[Records contained in a dataset]
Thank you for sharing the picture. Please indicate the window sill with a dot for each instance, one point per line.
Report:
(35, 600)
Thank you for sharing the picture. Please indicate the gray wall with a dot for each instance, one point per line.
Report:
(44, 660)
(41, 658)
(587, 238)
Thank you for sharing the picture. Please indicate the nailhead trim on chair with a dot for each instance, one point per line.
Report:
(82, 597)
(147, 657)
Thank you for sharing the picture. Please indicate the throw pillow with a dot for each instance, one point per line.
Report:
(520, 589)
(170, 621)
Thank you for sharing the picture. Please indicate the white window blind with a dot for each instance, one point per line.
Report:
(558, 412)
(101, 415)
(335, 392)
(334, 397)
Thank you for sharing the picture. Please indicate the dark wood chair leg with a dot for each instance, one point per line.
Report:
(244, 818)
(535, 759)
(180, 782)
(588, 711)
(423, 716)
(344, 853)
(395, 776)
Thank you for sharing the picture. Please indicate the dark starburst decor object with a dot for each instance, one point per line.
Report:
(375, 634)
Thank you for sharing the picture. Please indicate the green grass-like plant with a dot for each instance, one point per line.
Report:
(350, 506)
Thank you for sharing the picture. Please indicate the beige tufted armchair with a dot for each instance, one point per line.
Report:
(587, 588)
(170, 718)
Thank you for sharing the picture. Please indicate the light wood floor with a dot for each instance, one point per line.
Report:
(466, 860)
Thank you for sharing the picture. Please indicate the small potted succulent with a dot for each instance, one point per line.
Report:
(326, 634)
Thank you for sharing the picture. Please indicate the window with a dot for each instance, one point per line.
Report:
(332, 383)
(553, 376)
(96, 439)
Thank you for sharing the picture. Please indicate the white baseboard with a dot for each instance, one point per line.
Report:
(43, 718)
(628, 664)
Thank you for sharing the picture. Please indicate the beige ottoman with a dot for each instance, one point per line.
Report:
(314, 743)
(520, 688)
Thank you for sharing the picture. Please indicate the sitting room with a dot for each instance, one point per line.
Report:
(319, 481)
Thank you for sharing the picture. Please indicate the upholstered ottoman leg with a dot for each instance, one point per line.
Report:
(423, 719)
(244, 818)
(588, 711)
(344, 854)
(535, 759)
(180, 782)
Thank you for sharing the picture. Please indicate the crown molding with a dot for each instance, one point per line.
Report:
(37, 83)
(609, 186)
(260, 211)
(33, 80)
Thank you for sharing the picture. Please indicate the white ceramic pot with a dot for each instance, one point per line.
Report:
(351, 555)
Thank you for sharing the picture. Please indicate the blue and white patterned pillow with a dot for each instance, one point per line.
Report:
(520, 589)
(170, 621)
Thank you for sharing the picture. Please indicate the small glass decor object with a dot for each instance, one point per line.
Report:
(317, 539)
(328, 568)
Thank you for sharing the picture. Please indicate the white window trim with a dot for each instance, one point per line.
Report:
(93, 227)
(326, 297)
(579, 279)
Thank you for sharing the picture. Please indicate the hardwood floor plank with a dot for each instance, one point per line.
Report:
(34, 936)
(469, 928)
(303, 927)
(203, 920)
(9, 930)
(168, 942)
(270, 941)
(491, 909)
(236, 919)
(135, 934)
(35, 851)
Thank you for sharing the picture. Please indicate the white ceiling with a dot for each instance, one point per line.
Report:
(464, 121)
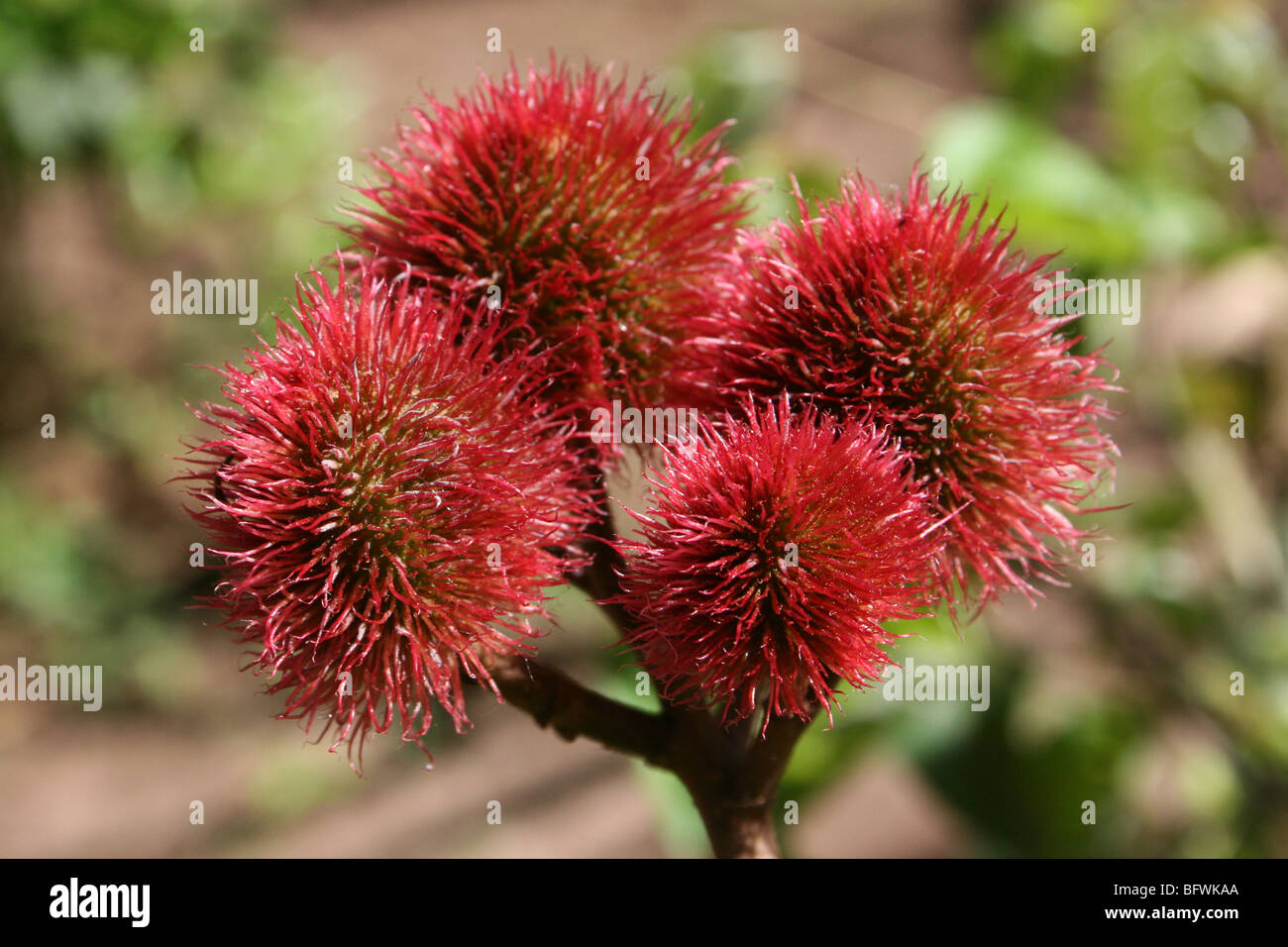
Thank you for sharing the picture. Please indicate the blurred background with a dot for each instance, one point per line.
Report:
(226, 162)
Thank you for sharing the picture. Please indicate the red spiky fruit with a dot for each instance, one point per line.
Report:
(918, 311)
(576, 205)
(387, 504)
(774, 548)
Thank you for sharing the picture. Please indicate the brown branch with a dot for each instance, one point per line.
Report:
(733, 783)
(555, 699)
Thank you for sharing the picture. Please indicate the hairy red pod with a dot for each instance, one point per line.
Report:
(579, 206)
(915, 309)
(387, 504)
(773, 551)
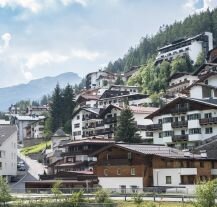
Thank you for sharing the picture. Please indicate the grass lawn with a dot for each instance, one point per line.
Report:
(158, 204)
(35, 148)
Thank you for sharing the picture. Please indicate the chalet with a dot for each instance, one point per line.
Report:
(77, 155)
(184, 122)
(85, 121)
(179, 81)
(35, 129)
(68, 180)
(100, 79)
(8, 151)
(191, 46)
(212, 56)
(124, 166)
(136, 99)
(22, 122)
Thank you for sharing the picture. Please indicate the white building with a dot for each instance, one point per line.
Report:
(35, 129)
(184, 122)
(8, 150)
(22, 122)
(179, 82)
(192, 46)
(102, 123)
(100, 79)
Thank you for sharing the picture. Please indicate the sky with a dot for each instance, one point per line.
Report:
(41, 38)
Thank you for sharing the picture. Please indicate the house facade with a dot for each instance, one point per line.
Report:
(8, 151)
(192, 47)
(184, 122)
(124, 167)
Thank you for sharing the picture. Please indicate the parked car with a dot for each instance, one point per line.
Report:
(21, 167)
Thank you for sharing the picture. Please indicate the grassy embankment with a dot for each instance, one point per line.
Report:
(35, 148)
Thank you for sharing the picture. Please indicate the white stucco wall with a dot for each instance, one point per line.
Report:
(159, 175)
(9, 156)
(116, 182)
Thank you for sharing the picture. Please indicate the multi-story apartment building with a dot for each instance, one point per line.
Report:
(87, 122)
(119, 98)
(77, 155)
(8, 151)
(100, 79)
(192, 47)
(124, 167)
(37, 110)
(22, 122)
(184, 122)
(35, 129)
(122, 88)
(180, 81)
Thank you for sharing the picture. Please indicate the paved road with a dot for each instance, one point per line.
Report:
(34, 168)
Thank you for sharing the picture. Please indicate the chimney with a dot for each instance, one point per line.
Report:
(203, 153)
(187, 153)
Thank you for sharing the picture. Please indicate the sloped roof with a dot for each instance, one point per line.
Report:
(59, 133)
(6, 131)
(158, 150)
(208, 102)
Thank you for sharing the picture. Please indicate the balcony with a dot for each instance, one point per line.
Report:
(180, 138)
(212, 120)
(110, 120)
(152, 127)
(179, 124)
(180, 110)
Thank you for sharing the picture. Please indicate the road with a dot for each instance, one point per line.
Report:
(34, 168)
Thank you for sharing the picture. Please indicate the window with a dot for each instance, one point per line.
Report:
(168, 180)
(208, 130)
(123, 188)
(208, 115)
(167, 120)
(133, 171)
(118, 171)
(76, 125)
(168, 133)
(201, 164)
(85, 147)
(106, 172)
(195, 131)
(182, 132)
(194, 116)
(129, 155)
(134, 188)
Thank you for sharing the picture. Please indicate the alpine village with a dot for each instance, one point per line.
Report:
(144, 126)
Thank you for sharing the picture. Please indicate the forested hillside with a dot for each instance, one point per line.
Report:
(192, 25)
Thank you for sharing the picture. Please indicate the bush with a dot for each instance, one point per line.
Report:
(138, 199)
(102, 197)
(77, 198)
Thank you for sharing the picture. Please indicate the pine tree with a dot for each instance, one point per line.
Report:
(127, 129)
(68, 107)
(4, 192)
(56, 109)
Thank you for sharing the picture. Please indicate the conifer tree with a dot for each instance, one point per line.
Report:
(127, 129)
(56, 109)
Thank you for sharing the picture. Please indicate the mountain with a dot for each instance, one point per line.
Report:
(190, 26)
(35, 89)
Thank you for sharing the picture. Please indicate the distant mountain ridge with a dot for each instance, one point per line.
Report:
(35, 89)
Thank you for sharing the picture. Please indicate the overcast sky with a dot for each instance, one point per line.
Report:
(47, 37)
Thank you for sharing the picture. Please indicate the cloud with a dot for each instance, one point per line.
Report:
(36, 6)
(46, 57)
(6, 37)
(84, 54)
(191, 5)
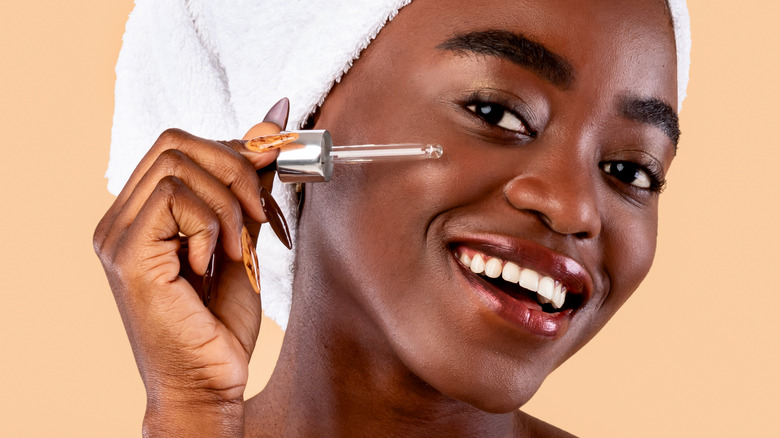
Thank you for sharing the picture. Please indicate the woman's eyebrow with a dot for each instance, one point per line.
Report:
(517, 49)
(653, 112)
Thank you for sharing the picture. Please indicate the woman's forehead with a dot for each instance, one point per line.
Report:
(628, 43)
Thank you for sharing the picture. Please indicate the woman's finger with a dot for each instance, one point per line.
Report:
(222, 201)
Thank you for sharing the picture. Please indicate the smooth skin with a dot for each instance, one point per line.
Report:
(386, 337)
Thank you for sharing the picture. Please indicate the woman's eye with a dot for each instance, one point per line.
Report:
(629, 173)
(497, 115)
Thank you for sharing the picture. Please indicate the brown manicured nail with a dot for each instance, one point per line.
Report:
(208, 281)
(275, 217)
(250, 259)
(266, 143)
(278, 113)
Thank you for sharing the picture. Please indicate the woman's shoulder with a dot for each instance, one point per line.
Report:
(530, 426)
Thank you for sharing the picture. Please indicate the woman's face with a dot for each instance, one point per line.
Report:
(557, 122)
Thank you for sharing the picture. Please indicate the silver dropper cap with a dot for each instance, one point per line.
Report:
(308, 163)
(310, 158)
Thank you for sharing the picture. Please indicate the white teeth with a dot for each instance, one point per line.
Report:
(560, 296)
(493, 268)
(529, 279)
(511, 272)
(546, 288)
(477, 264)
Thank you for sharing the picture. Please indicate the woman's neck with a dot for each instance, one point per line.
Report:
(338, 376)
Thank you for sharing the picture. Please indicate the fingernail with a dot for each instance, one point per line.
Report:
(266, 143)
(278, 113)
(250, 259)
(208, 281)
(275, 217)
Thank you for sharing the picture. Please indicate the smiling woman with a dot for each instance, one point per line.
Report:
(432, 296)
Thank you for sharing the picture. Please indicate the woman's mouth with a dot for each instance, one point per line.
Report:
(526, 284)
(516, 281)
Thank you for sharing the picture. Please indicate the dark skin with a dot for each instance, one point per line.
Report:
(388, 334)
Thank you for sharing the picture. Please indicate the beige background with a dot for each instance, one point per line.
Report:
(694, 352)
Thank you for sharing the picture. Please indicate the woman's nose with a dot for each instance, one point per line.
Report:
(563, 196)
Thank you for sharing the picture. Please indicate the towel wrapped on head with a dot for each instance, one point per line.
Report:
(214, 69)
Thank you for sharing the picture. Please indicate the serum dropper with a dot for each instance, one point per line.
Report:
(309, 155)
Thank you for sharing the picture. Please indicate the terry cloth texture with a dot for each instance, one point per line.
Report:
(213, 68)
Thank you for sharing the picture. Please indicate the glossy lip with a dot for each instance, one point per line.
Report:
(523, 312)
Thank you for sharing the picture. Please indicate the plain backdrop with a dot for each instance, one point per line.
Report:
(695, 352)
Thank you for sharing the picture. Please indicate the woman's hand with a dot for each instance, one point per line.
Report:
(189, 199)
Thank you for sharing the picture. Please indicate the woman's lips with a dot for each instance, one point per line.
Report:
(524, 283)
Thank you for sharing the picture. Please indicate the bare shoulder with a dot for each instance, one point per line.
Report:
(530, 426)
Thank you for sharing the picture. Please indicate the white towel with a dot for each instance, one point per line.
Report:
(215, 68)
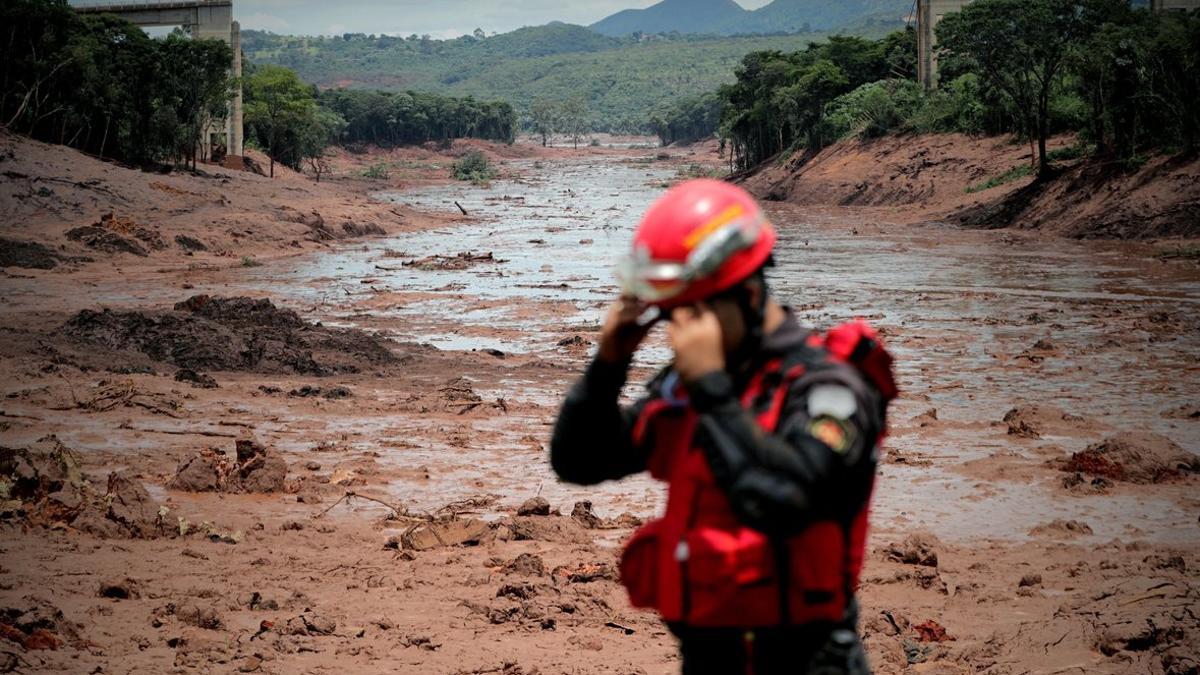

— PROBLEM TO WORK ON —
In the entries above, find each line that has the word "background". Copy it.

— ANSWER TO THIS EXERCISE —
Thank you for sharing the picture. Please indicate the blurred background with a dot for each instance, one point per line.
Thank you for sharing the picture. Please indicate the beige background with a dot for each instance, one point per line.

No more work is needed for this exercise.